▶ **TO DO**
A – Copy out the section of the CraftNOW passage that begins with the words containing "The Greater Philadelphia" and ends with "by the GPCA.".
B – For each statement, say yes or no to whether it agrees with the CraftNOW passage, and quote the exact words that settle it. (i) The Greater Philadelphia Cultural Alliance counts independent crafters in its figures. (ii) Glass is one of the categories in the Artist and Maker Directory. (iii) Cartier was the one who contacted Ruttenberg.

▶ **SELECTED EXCERPT**
About a year ago, mid-pandemic, Cartier reached out to Ruttenberg to see if she could use some help. Ruttenberg used CraftNOW to seek out new funding sources, such as grants and microloans, and connect with other creative entrepreneurs to share business insights.
“That’s awesome. I can’t ask for a better wingman, basically a wingwoman,” said Ruttenberg.
Cartier wants to shift crafters’ thinking of themselves, from not just makers of things but to miniature economic engines. She also wants to alter the thinking of funders.
“What we want to do is demystify what creative entrepreneurs do and how their businesses work, and change the mindset that any funding that goes into the arts is charity,” she said. “In fact, it is an investment in creative communities and local communities.”
The Greater Philadelphia Cultural Alliance keeps tabs on the health of the arts sector — such as museums, performing arts theaters, and community nonprofits — and has determined that the sector supports 55,000 full-time equivalent jobs and has a $4.1 billion economic impact on the region. But independent crafters and small-business artisans are not tallied by the GPCA.
“What I am finding is that those numbers are tied to institutions. They’re not tied to individuals,” said Cartier. “The first several years of CraftNOW were focused on uniting the institutions. Now, what we’re doing is investing the same time and energy on uniting our maker community.”
CraftNOW is attempting to unite the crafting sector by, first and foremost, figuring out who it encompasses. Part of the KACEE partnership is creating a statewide database of people who work in that somewhat vague field of “craft,” an identifier that does not exist in, for example, the list of IRS vocational codes. The Artist and Maker Directory, which continues to expand, has categories such as furniture, glass, jewelry, metalwork, textiles, and ceramics — both “functional” and “sculptural.”
Cartier said many artists become entrepreneurial to sell their work, but without a strong business skill set. They may be used to applying for grants from arts foundations, which often ask for a conceptual and cultural background instead of a financial plan. Artisans may not know, for example, that as sole proprietors of businesses they may have been eligible for federal Paycheck Protection Program loans during the pandemic.

[Dataset entries]
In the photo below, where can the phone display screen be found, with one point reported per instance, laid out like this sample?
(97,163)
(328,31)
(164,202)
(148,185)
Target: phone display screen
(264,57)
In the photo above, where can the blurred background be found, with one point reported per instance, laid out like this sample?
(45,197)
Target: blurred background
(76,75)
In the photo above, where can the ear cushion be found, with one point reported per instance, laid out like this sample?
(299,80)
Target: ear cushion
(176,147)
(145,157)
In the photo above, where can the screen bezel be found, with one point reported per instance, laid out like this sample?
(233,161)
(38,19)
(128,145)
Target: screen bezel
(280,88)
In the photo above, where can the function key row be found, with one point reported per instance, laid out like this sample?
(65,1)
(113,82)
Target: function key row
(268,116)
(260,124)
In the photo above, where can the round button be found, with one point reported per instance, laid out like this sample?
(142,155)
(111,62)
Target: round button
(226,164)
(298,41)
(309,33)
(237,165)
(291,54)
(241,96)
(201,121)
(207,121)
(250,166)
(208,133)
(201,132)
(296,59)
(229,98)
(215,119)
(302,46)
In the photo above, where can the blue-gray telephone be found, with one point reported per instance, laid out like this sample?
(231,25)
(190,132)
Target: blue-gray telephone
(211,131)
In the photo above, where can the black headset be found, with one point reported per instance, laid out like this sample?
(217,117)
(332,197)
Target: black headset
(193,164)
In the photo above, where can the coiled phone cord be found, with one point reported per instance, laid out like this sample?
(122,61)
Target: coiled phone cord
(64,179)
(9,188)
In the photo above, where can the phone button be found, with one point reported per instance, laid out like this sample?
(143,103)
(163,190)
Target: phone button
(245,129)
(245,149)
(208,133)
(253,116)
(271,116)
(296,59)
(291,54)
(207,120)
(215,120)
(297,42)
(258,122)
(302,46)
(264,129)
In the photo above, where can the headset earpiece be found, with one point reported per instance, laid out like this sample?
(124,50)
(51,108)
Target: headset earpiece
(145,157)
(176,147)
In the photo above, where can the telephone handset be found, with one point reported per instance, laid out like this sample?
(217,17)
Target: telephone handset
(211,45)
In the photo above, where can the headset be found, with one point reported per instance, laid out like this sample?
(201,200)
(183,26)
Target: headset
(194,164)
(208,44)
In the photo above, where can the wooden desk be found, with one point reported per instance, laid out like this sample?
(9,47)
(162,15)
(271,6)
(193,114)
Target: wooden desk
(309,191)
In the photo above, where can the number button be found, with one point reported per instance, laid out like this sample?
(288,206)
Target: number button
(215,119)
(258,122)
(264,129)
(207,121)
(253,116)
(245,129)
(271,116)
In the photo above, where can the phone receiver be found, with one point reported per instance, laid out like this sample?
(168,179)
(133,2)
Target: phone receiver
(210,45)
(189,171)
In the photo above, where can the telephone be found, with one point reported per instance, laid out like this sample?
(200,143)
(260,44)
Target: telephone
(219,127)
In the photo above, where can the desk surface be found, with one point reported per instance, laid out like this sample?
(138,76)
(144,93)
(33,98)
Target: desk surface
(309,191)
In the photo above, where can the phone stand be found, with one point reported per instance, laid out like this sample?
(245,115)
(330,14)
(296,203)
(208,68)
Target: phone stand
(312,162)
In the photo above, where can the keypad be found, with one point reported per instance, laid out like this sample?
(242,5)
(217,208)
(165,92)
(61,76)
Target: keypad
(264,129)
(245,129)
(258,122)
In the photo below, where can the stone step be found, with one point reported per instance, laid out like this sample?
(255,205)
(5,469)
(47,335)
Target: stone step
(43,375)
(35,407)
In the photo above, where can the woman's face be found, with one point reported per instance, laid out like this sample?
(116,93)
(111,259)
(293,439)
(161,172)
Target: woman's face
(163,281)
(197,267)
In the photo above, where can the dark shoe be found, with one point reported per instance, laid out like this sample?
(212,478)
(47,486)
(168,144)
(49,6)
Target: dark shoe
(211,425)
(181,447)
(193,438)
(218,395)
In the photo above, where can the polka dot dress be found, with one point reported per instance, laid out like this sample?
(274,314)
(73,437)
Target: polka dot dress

▶ **TASK-BY-TASK SOLUTIONS**
A –
The Greater Philadelphia Cultural Alliance keeps tabs on the health of the arts sector — such as museums, performing arts theaters, and community nonprofits — and has determined that the sector supports 55,000 full-time equivalent jobs and has a $4.1 billion economic impact on the region. But independent crafters and small-business artisans are not tallied by the GPCA.

B –
(i) No: "But independent crafters and small-business artisans are not tallied by the GPCA."
(ii) Yes: "has categories such as furniture, glass, jewelry, metalwork, textiles, and ceramics"
(iii) Yes: "Cartier reached out to Ruttenberg to see if she could use some help."